Exercise details: Convert the stretch of the records from the beginning through the line containing "column 209, row 474" into a Markdown table with the columns No. and Entry, numbering each line and omitting any blank lines.

--- Task inputs ---

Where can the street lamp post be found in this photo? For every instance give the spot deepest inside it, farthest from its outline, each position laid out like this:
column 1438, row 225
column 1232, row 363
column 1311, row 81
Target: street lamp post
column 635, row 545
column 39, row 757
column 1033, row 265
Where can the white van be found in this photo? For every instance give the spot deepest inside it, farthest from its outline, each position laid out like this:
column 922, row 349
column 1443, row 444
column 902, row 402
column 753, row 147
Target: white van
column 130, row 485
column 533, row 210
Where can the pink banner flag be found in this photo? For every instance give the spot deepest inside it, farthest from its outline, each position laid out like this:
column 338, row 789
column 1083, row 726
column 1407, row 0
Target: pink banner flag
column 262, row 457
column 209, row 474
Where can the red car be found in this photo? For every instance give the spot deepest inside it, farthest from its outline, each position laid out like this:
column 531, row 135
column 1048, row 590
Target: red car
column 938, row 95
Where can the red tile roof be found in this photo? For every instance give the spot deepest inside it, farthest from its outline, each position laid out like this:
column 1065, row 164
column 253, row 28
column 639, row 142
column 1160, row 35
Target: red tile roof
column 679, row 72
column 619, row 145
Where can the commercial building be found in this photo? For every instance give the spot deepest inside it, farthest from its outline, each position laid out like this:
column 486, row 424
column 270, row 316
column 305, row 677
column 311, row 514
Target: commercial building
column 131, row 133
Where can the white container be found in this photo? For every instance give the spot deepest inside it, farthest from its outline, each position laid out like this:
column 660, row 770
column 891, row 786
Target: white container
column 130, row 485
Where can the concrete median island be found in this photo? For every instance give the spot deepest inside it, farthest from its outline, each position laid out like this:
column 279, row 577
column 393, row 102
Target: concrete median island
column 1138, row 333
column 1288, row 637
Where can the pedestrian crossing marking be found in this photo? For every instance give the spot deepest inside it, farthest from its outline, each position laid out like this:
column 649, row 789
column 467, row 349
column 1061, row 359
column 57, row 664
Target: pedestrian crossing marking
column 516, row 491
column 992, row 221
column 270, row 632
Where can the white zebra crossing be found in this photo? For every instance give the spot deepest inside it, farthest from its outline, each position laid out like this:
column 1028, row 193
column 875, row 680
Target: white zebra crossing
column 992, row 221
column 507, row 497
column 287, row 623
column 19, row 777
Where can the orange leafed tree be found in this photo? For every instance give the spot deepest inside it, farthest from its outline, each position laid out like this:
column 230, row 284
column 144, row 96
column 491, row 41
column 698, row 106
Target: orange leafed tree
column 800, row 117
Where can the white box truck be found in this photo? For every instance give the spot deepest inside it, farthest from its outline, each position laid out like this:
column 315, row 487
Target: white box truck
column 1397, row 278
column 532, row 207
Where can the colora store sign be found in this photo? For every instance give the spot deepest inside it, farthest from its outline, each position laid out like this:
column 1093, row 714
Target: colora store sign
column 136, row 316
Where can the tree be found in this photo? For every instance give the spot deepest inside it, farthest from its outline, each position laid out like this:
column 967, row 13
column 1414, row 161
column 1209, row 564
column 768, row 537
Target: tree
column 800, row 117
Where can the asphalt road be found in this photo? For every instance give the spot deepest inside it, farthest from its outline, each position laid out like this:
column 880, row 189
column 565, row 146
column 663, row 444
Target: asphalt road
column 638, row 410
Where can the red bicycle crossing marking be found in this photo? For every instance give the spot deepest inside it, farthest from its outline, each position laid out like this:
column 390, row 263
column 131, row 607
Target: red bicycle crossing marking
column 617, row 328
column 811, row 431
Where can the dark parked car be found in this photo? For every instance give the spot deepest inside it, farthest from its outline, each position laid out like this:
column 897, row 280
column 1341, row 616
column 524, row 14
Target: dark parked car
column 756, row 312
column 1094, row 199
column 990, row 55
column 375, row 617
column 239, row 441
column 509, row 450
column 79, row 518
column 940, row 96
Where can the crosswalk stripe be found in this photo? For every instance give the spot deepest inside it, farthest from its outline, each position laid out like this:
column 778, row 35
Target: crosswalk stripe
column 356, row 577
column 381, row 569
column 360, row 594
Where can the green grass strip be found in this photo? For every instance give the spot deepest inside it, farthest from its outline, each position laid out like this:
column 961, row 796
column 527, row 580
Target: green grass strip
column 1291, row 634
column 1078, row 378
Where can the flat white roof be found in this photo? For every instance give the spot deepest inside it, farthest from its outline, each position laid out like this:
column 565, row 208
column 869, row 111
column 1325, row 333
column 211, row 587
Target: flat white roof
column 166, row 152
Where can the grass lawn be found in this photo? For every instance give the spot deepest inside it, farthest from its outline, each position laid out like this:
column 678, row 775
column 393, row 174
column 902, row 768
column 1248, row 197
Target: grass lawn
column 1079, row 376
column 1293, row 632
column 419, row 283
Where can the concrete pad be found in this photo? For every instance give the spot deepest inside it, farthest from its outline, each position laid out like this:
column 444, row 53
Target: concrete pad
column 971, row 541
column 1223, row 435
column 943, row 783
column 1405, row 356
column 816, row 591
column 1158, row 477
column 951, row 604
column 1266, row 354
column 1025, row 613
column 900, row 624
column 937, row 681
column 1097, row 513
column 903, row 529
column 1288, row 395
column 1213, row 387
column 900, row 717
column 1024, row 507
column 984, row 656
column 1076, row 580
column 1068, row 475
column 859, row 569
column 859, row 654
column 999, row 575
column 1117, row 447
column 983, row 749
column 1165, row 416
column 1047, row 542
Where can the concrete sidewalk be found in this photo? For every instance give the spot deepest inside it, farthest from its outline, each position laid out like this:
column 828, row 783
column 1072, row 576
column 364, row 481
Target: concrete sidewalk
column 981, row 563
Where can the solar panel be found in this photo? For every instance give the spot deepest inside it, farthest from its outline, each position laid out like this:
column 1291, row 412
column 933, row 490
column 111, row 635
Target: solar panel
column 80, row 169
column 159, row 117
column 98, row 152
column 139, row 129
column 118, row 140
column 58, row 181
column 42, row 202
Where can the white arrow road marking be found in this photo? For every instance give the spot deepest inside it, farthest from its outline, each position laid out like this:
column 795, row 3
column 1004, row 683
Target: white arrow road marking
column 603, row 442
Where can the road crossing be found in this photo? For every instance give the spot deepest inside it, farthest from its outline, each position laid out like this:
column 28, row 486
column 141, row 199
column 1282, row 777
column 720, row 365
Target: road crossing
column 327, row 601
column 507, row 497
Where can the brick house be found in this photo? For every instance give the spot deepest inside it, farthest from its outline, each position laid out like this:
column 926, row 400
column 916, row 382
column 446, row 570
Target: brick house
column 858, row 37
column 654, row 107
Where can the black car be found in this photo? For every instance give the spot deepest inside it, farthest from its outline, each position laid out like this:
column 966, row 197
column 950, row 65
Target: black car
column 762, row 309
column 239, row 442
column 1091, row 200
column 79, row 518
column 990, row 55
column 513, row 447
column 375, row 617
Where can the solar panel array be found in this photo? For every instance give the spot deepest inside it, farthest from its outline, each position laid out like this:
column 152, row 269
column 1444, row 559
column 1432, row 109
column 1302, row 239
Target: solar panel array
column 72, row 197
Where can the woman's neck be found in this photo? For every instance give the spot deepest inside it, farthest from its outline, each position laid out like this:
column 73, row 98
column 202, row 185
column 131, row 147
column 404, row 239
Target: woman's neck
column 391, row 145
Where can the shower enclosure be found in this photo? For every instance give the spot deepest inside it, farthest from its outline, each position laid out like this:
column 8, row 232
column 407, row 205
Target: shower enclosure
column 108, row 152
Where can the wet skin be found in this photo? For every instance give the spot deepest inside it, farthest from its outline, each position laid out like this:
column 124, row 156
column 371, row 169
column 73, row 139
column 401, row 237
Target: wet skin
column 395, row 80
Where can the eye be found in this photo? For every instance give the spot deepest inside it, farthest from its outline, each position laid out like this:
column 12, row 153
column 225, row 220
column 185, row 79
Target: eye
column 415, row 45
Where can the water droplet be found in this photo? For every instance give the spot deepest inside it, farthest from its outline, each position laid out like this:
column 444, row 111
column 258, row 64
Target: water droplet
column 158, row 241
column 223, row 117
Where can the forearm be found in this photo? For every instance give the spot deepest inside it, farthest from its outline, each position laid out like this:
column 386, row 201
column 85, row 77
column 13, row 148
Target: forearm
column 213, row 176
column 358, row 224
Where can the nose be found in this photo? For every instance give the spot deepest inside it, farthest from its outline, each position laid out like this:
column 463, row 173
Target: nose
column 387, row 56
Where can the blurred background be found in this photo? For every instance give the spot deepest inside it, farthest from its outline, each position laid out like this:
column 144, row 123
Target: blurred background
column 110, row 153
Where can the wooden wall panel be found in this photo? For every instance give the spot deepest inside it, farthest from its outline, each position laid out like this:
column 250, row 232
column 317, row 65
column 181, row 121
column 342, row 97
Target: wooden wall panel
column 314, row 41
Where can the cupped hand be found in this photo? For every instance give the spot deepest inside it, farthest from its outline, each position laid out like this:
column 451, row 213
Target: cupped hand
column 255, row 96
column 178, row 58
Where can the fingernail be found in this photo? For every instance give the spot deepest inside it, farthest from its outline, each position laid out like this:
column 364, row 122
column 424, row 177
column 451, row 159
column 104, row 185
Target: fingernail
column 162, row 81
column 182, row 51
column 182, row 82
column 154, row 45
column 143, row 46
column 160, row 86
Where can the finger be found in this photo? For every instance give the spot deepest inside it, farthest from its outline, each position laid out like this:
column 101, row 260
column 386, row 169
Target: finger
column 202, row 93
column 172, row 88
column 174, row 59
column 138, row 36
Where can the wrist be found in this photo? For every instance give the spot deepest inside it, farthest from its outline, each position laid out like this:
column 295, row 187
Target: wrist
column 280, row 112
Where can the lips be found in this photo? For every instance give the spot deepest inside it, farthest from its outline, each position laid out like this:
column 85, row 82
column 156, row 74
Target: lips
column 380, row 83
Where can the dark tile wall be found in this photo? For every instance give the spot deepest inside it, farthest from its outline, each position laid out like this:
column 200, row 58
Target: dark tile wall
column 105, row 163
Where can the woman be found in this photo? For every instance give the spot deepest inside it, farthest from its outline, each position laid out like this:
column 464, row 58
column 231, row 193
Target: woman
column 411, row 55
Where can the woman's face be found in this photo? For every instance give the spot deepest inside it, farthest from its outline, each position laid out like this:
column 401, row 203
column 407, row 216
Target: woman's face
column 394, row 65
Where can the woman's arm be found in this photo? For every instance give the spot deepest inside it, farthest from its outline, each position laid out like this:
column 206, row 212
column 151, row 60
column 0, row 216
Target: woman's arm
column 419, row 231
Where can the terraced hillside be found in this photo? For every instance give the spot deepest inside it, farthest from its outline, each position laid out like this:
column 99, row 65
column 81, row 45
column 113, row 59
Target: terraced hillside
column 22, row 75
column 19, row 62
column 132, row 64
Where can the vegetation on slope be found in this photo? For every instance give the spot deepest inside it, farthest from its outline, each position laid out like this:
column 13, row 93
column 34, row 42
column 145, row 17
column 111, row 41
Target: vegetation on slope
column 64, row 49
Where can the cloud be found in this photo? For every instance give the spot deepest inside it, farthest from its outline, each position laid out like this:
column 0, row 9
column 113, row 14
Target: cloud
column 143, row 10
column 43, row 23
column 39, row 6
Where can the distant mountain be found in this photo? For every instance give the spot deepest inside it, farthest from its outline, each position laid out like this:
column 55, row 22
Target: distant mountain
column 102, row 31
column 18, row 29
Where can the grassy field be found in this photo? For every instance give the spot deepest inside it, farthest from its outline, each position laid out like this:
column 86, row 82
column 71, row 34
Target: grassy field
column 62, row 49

---

Answer in full:
| No. | Entry |
|---|---|
| 1 | Where can the street lamp post be found in this photo? For every instance give the spot deepest inside it, farthest from its outline, each position laid out like this: |
| 2 | column 1438, row 225 |
| 3 | column 1232, row 363 |
| 4 | column 1311, row 81 |
| 5 | Target: street lamp post |
| 6 | column 635, row 545 |
| 7 | column 39, row 757 |
| 8 | column 1033, row 265 |
| 9 | Where can the white van be found in this photo? For every instance give the spot deepest inside it, farthest from its outline, each position laid out like this: |
| 10 | column 922, row 349 |
| 11 | column 1443, row 444 |
| 12 | column 902, row 402 |
| 13 | column 753, row 147 |
| 14 | Target: white van |
| 15 | column 130, row 485 |
| 16 | column 533, row 210 |
| 17 | Where can the pink banner flag be found in this photo? For every instance give the spot deepest inside it, farthest from its outline, each position laid out like this: |
| 18 | column 338, row 789 |
| 19 | column 1083, row 726 |
| 20 | column 1407, row 0 |
| 21 | Target: pink banner flag |
| 22 | column 262, row 457 |
| 23 | column 209, row 474 |